_AIM OF THE TASK_
Will you transcribe the entries that follow, exactly and in full?

_RECORDS SHOWN_
----------------
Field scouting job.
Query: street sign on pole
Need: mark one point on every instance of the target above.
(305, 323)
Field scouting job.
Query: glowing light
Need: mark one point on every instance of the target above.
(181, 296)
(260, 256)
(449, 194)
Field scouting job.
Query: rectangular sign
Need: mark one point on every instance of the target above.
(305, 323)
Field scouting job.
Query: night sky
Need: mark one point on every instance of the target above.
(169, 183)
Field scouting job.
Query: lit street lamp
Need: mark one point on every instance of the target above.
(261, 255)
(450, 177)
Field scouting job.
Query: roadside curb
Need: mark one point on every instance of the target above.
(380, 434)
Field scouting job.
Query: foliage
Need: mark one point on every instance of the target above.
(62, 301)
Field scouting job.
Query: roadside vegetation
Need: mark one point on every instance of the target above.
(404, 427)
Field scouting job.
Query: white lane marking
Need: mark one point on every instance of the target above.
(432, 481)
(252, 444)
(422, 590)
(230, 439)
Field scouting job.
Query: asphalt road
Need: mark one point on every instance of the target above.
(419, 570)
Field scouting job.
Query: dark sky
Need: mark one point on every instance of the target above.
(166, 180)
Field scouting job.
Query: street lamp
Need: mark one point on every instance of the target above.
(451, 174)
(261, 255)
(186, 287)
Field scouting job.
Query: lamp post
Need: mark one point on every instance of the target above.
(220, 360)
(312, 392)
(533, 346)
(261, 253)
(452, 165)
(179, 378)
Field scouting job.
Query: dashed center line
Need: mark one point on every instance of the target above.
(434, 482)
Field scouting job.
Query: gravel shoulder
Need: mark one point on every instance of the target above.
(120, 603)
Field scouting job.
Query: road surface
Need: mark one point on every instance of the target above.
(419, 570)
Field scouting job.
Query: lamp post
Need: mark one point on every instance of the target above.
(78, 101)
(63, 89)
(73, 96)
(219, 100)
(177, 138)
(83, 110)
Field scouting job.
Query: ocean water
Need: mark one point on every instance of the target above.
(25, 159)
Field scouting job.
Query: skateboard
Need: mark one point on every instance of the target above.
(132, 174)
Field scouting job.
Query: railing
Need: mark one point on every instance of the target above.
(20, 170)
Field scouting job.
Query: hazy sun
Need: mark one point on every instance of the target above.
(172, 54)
----------------
_EXPECTED OUTPUT_
Field scouting job.
Query: street sign on pole
Need: mark one point on every instance of the target above.
(305, 323)
Field scouting job.
Query: glowing light
Need: mark one point on every instance of the target above.
(181, 296)
(260, 256)
(449, 194)
Field scouting job.
Query: rectangular sign
Need: mark one point on every instance of the target above.
(305, 323)
Field scouting job.
Query: night sky
Need: mark one point on every instance of the target above.
(169, 183)
Field scouting job.
Query: lit street lamp
Need: mark one point on every instance of the target above.
(261, 255)
(450, 177)
Field scouting job.
Query: roadside curb
Need: mark one point on every instance of the target above.
(380, 434)
Field scouting job.
Query: foliage
Need: mark one point on every instance of the target above.
(62, 301)
Field scouting job.
Query: roadside vegetation
Need: mark one point on every instance of the target above.
(404, 427)
Field scouting job.
Query: white lane marking
Need: mark one point on every instance of the target above.
(432, 481)
(252, 444)
(422, 590)
(230, 439)
Field scouting job.
Query: asphalt road
Need: mark one point on every instance of the target above.
(419, 570)
Field scouting job.
Query: dark sky
Need: mark one point on every instance of the target above.
(166, 180)
Field scouting job.
Query: street lamp
Need: mark one point on every instance of the target above.
(451, 174)
(261, 255)
(186, 287)
Field scouting job.
Query: lamp post
Need: mark one point on every instance of the target above.
(220, 360)
(312, 392)
(533, 346)
(261, 253)
(452, 165)
(179, 378)
Field scouting job.
Query: dashed center line
Need: mark one point on every instance of the target above.
(434, 482)
Field scouting job.
Query: gravel shoulder
Need: mark one point on every instance of the target above.
(120, 603)
Field scouting job.
Query: road surface
Need: mark one point on every instance of the target above.
(419, 570)
Field scouting job.
Query: lamp post
Need: mark one point on every instance of the target above.
(78, 101)
(63, 89)
(73, 96)
(219, 100)
(177, 138)
(83, 110)
Field scouting job.
Query: ocean water
Need: mark one point on every instance of the target above.
(25, 159)
Field scouting job.
Query: skateboard
Need: mark one point on every instance of the target above.
(132, 174)
Field scouting job.
Query: railing
Need: mark one point on every instance of the target above.
(20, 170)
Field scouting job.
Query: hazy sun
Need: mark one point on every instance of the target above.
(172, 54)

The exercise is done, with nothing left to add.